I think Wilder’s to be commended for many things—he’s bold enough to choose a setting outside the U.S., to talk rapidly about Spanish court life and 18th Century Spanish drama without dumbing it down for an American audience, to tackle a huge issue (the problem of evil) without resolving it neatly and pleasantly.  It may be most bold of all to tell a story with no central character (though many recurring faces appear), no real central conceit other than that every main character will die (in the same manner) and that we want to know why.  It’s a strange novel…if he’d written it 40 or 50 years later, I feel sure he’d have stepped into science fiction, since his choice of 18th Century Peru was, I think, an attempt to free himself from his readers’ preconceptions in order to focus on the ideas (something I think is now very common in the best sci-fi) and let them drive the whole story.  But unlike a lot sci-fi authors, Wilder’s not prescriptive…it’s not obvious who he’s rooting for, or even whether or not he thinks these deaths are just ends for wicked souls (most of them have something to be sorry for, at least) or terrible, tragic losses of innocent life.  In the end, as a literary talent, I don’t know that a lot of other authors could (or should) emulate his approach in this novel, but I thought it was excellent.

:: Stated problem 1 ::
According to the review, what time and place did Wilder choose as the novel's setting?

(Object location annotation data)
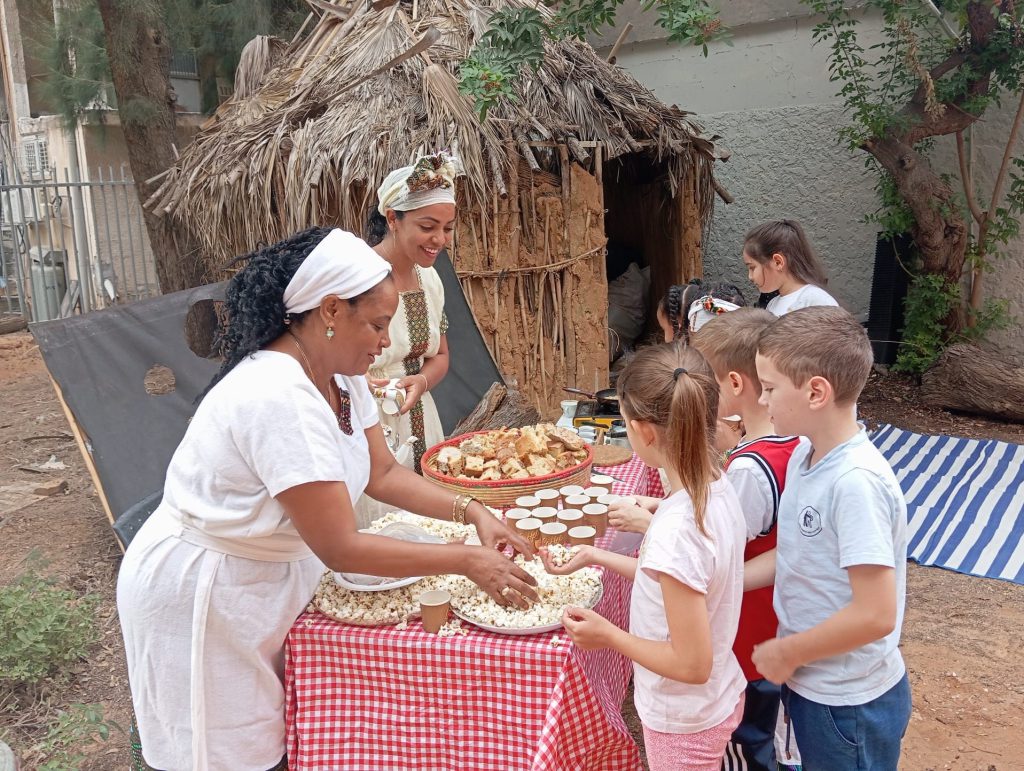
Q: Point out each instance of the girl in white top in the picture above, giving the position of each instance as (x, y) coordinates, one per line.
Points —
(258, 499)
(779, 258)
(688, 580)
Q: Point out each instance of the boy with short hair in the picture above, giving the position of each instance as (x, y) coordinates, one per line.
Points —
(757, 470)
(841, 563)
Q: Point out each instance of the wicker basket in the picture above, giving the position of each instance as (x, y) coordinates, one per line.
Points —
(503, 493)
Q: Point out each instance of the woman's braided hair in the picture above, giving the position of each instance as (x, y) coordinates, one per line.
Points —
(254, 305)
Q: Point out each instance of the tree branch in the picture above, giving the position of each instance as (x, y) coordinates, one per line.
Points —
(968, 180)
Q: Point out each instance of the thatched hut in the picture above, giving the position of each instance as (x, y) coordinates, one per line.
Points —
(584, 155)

==

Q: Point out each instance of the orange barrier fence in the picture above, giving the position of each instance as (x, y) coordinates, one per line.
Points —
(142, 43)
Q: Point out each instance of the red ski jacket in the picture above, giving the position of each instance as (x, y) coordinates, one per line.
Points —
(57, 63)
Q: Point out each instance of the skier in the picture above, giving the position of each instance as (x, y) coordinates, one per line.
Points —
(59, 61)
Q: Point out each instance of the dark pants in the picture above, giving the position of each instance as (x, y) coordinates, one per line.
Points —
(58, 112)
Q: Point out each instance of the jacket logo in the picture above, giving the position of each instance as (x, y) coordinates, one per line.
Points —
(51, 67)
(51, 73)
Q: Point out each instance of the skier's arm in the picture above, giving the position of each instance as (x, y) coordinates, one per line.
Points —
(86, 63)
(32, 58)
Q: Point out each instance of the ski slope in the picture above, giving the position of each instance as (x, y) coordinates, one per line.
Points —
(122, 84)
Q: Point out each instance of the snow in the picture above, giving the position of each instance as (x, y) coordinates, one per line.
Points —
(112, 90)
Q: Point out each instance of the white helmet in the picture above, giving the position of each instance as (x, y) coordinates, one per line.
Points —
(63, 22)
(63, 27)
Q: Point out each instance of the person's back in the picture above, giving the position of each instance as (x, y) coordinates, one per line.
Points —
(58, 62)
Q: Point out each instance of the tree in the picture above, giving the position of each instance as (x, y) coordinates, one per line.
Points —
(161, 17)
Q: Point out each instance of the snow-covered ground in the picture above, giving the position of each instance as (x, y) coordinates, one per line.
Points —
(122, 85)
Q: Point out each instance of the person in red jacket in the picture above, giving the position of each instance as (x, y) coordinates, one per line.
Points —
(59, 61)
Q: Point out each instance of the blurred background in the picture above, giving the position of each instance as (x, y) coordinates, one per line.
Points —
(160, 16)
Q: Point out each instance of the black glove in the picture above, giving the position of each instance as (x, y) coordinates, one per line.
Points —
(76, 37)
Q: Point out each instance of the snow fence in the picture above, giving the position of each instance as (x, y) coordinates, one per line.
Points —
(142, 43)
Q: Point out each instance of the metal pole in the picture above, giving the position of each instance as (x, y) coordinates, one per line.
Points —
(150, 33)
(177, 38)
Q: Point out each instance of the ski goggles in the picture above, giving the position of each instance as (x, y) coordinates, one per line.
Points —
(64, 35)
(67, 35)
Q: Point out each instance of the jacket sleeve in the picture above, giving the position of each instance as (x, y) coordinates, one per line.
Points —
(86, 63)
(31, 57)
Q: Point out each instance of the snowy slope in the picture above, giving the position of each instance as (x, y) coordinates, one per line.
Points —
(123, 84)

:: Stated problem 2 ::
Locate every line in the rows that contains the string "skier", matching case exactly, and copy each of those lines.

:: Correct result 1 ::
18th Century Peru.

:: Correct result 2 ::
Q: Point out each instance of the skier in the picture above, giving the position of each instance as (x, y) coordinates, one per line.
Q: Point out each instance of the skier's arm in the picture above, giving the position of each instance as (x, y) coordinates, one per line.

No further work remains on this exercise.